↓

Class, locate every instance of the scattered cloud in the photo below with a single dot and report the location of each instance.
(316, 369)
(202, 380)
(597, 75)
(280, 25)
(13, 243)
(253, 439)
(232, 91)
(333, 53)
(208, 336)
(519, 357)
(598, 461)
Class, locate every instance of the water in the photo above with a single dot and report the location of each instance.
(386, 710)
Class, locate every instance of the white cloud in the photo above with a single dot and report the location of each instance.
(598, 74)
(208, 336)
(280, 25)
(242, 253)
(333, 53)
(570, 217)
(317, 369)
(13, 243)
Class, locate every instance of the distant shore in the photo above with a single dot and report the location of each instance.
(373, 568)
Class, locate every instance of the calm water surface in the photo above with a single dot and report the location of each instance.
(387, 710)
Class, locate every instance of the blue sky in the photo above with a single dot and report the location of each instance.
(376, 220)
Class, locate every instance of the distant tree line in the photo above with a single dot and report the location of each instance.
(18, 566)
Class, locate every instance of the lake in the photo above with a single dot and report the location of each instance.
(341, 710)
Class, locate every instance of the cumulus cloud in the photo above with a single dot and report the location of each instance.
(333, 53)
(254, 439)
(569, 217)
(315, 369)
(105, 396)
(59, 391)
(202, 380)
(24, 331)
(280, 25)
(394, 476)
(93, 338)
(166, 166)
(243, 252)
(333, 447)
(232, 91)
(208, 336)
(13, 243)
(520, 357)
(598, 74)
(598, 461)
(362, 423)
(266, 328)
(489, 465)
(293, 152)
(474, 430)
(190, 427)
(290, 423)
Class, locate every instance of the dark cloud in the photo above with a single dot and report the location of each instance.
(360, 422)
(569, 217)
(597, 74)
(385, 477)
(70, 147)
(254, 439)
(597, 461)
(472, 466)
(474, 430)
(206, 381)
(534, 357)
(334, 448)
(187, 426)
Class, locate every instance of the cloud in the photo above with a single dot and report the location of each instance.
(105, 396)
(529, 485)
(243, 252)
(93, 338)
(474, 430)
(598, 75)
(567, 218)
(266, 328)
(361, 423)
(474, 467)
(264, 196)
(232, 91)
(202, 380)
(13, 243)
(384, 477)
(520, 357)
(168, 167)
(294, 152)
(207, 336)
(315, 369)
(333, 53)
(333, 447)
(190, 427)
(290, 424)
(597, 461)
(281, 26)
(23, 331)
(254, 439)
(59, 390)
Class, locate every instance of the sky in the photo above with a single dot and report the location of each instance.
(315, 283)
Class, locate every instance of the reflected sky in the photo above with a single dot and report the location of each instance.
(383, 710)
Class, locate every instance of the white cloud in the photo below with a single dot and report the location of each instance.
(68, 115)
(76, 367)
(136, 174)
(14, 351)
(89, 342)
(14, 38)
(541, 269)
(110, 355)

↑
↓

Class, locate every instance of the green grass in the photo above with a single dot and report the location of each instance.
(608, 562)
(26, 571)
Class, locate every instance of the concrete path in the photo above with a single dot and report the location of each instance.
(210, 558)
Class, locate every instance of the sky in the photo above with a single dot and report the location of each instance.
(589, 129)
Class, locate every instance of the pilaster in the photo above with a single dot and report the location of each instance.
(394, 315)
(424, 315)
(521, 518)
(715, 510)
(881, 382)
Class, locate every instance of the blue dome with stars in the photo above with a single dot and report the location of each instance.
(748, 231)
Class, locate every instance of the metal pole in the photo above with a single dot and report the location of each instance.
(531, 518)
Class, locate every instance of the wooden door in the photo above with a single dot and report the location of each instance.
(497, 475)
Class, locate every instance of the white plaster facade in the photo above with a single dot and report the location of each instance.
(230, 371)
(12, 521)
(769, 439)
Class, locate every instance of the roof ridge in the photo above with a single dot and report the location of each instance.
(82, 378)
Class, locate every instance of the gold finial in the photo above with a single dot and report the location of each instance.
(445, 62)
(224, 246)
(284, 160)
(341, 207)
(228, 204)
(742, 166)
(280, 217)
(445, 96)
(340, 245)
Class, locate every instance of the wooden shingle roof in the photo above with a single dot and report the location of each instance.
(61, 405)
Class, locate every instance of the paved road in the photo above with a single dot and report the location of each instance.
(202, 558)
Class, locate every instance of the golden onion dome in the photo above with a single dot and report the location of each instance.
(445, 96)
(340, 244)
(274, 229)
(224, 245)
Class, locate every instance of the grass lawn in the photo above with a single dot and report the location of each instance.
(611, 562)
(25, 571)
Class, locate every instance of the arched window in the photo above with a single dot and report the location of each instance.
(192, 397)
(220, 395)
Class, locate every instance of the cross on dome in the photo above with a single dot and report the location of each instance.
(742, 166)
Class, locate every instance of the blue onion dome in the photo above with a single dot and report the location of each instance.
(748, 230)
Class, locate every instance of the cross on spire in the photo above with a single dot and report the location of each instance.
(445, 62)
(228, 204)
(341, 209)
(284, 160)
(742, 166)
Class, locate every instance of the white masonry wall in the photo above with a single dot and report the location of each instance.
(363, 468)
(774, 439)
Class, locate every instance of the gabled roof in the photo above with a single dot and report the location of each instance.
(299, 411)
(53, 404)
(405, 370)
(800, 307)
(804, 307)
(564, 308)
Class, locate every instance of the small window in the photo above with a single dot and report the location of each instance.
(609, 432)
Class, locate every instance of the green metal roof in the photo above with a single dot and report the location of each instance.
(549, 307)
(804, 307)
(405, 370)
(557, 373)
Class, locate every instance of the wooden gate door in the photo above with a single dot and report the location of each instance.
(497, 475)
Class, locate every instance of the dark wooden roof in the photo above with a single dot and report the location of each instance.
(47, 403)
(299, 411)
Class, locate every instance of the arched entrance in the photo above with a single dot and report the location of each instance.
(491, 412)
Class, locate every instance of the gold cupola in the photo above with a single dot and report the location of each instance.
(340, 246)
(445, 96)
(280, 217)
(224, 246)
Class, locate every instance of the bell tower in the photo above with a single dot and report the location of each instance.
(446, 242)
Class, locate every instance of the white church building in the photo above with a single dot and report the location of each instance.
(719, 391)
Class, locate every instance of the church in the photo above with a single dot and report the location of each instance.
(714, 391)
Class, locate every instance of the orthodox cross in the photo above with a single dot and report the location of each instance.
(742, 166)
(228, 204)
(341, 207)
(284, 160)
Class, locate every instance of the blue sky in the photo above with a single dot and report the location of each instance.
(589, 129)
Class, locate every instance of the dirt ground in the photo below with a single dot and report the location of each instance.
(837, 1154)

↑

* [What you need to do]:
Lay out the records starting at the line containing "Class, locate every instance of the dirt" and ending at the line containing "(837, 1154)" as a two-column CSV with the headers text and answer. Give one row per record, put each field in quotation marks, and replace any line breaks with spaces.

* [Finished task]:
text,answer
"Class, locate every instance of the dirt ground in the photo below with a single dot and report the location of each instance.","(837, 1154)"